Things to do:
1. Reproduce word for word the passage of the forum thread that begins at "Matthews Guitars Well-Known" and ends after "longer tube life.".
2. Translate this sentence from the forum thread into Spanish: "Get a variac and set the voltage to 110v and the amp is likely to have fewer problems and longer tube life."

Page extract:

Does running a Marshall designed for 110 V into a 120 volt outlet really make a difference?

Discussion in 'Marshall Amps' started by 1956tvmodel, Jan 23, 2021.

  1. 1956tvmodel

    1956tvmodel Active Member

    Joined:
    Jan 30, 2009
    Messages:
    128
    Likes Received:
    141
    Justy wondering if the difference of 10 volts make any difference on tone. I noticed on my Reissue JCM 800 2203x it is designed to run at 110 volts and my wall outlets are running at 120 and sometimes a couple volts over. Would that make any difference tone wise. I know they make the Brown Box which regulates voltage coming out of the wall. Just curious. Thanks
     
  2. ken361

    ken361 Well-Known Member

    Joined:
    Aug 30, 2009
    Messages:
    4,038
    Likes Received:
    4,000
    Location:
    detroit rock city
    I know the old amps were designed to run at 110v I say it should sound a bit smoother. I use a voltage regulator now from Apec.
     
    Dan Sing and Mitchell Pearrow like this.
  3. Old Punker

    Old Punker Well-Known Member

    Joined:
    Jun 17, 2020
    Messages:
    583
    Likes Received:
    1,405
    Location:
    Ontario, Canada
    From Wikipedia:

    "In the United States and Canada, national standards specify that the nominal voltage at the source should be 120 V and allow a range of 114 V to 126 V (RMS) (−5% to +5%). Historically 110 V, 115 V and 117 V have been used at different times and places in North America."

    In Britain, where your amp is made, their voltage is 230V, and they are aware what our voltage is and probably designed the amp to run at that voltage. Probably just copied over the nameplate rating (110 V) from the original without even thinking about it.
     
  4. Matthews Guitars

    Matthews Guitars Well-Known Member

    Joined:
    Aug 17, 2019
    Messages:
    3,112
    Likes Received:
    4,670
    All the voltages in the amp track with the line voltages. (Since there are no voltage regulators in the "classic" JMP models.) So the whole amp and all its voltages are running
    almost 10 percent over their optimal values. This is probably why many Marshalls have a reputation for blowing up during a gig.

    Get a variac and set the voltage to 110v and the amp is likely to have fewer problems and longer tube life.
     
  5. 1956tvmodel

    1956tvmodel Active Member

    Joined:
    Jan 30, 2009
    Messages:
    128
    Likes Received:
    141
    Thats what is kinda strange. So my 1985 JCM 800 2204 is labeled to run at 120 volts on the back and then my 2016 JCM 800 22.3x which is 36 years newer is made to run at 110 volts. Why would they just make newer amps to run at 120 which is standard.

Excerpted records:
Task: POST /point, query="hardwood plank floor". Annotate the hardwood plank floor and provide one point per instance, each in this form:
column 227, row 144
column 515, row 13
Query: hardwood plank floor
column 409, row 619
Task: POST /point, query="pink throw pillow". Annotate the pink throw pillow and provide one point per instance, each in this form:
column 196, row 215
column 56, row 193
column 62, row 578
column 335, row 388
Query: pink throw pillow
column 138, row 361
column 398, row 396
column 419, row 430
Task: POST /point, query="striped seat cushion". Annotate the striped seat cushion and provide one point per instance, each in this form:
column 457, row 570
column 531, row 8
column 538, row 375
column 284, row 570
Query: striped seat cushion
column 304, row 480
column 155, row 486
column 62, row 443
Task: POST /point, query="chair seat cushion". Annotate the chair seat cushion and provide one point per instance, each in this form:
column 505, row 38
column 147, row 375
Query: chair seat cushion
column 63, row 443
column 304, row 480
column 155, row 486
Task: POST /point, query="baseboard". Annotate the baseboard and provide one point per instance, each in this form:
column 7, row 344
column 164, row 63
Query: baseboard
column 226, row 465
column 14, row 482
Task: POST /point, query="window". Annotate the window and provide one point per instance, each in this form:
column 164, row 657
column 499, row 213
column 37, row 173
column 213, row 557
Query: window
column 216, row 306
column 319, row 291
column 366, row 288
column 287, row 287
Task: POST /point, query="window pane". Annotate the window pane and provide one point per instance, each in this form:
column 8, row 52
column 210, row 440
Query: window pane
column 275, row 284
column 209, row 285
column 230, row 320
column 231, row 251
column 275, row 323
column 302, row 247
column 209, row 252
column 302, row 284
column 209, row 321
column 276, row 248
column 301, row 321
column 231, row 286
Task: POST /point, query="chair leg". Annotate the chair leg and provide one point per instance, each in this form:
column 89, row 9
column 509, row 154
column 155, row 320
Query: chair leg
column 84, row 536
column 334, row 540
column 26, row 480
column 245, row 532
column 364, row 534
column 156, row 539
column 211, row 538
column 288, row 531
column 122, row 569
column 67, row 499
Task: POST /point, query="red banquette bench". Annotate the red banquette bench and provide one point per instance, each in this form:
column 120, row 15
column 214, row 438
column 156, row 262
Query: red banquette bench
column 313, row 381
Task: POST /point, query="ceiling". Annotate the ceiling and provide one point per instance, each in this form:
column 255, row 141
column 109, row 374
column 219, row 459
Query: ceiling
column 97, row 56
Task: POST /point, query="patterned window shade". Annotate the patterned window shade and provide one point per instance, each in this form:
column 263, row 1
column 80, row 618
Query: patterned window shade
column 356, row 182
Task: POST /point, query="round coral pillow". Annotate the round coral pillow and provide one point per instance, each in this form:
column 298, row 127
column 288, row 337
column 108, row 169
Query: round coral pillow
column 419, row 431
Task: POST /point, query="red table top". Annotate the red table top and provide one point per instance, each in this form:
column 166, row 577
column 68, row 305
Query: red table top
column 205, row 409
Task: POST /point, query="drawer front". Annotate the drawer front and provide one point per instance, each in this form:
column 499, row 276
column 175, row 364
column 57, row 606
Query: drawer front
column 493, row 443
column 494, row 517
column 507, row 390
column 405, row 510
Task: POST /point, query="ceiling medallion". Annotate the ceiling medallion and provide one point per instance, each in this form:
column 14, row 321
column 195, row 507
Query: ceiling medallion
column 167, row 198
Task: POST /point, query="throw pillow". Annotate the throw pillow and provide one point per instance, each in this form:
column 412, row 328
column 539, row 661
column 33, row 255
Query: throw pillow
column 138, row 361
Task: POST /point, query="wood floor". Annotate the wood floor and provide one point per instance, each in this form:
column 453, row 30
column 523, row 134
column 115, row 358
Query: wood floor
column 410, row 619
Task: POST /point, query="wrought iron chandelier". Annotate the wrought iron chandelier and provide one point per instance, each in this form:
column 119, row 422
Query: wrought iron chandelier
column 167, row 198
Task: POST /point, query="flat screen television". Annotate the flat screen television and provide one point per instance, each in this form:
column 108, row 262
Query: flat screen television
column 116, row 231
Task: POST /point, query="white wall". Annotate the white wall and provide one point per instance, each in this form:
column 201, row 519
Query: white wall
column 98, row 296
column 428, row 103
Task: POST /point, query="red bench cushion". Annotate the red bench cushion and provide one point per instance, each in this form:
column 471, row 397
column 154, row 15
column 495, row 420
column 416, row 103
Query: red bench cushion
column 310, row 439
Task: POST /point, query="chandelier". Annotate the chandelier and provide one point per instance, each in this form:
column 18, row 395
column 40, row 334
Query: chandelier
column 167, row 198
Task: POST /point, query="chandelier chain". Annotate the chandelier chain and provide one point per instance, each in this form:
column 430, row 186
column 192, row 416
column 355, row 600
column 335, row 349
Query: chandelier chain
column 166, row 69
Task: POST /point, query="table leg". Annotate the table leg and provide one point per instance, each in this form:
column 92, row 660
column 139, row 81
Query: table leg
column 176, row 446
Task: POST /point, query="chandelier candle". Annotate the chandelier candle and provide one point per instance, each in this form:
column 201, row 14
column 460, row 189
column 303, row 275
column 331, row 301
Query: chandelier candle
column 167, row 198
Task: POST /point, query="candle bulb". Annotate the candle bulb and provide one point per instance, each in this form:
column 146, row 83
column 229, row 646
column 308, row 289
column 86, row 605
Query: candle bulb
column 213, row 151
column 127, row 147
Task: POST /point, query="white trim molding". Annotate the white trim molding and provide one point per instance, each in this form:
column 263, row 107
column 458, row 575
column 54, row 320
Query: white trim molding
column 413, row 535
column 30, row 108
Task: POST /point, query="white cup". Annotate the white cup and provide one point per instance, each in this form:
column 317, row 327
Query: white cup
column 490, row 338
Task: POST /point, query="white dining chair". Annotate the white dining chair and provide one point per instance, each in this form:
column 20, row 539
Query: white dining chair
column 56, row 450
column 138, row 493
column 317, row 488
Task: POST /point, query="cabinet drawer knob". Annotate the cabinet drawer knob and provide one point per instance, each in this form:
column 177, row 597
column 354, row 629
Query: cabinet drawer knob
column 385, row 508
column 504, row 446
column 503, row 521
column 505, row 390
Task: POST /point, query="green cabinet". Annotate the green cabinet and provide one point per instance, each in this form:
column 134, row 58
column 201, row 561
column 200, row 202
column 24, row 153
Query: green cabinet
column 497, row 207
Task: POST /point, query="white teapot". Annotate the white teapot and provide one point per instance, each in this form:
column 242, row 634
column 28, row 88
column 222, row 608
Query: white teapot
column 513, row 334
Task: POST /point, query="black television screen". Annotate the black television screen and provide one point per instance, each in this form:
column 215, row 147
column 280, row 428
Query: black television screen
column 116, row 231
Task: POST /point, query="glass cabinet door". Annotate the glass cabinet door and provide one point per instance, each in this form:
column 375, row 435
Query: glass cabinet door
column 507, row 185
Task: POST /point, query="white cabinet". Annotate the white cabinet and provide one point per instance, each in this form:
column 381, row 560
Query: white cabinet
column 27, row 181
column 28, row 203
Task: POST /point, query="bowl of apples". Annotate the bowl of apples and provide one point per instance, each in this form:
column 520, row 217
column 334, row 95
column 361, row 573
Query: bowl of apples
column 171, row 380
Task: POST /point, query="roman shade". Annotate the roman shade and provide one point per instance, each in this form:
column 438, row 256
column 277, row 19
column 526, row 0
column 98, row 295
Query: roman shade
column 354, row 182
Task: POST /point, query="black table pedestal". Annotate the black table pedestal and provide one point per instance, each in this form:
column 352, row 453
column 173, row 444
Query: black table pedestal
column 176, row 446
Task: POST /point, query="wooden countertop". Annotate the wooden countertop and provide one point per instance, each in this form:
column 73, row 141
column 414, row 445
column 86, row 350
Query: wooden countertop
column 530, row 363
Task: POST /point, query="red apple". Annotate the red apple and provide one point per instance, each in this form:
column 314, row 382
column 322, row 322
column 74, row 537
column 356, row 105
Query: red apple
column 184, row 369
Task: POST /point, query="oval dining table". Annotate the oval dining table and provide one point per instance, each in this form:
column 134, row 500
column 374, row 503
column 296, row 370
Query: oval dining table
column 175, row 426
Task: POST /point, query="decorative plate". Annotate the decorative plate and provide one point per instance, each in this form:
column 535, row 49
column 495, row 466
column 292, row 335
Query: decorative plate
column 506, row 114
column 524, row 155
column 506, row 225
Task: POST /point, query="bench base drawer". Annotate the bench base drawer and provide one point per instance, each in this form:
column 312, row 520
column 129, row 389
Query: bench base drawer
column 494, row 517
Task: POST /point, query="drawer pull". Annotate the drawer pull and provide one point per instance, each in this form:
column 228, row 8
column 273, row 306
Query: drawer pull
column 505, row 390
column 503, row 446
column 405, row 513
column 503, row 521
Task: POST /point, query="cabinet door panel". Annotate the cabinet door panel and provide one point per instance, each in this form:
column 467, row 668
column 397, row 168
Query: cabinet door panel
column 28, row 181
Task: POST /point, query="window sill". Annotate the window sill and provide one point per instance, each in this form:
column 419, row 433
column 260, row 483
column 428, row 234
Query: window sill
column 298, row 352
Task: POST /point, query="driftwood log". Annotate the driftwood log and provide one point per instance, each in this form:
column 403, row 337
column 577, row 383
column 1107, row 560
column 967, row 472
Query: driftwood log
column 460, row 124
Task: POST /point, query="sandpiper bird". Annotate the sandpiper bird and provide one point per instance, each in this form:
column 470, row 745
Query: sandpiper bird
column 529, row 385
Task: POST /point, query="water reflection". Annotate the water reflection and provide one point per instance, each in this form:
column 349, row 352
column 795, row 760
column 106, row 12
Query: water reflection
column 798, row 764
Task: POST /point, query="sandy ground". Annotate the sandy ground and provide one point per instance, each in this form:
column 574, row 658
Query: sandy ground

Results for each task:
1.
Matthews Guitars Well-Known Member

    Joined:
    Aug 17, 2019
    Messages:
    3,112
    Likes Received:
    4,670
    All the voltages in the amp track with the line voltages. (Since there are no voltage regulators in the "classic" JMP models.) So the whole amp and all its voltages are running
    almost 10 percent over their optimal values. This is probably why many Marshalls have a reputation for blowing up during a gig.

    Get a variac and set the voltage to 110v and the amp is likely to have fewer problems and longer tube life.

2. Consiga un variac y ajuste el voltaje a 110 V, y es probable que el amplificador tenga menos problemas y que las válvulas tengan una vida útil más larga.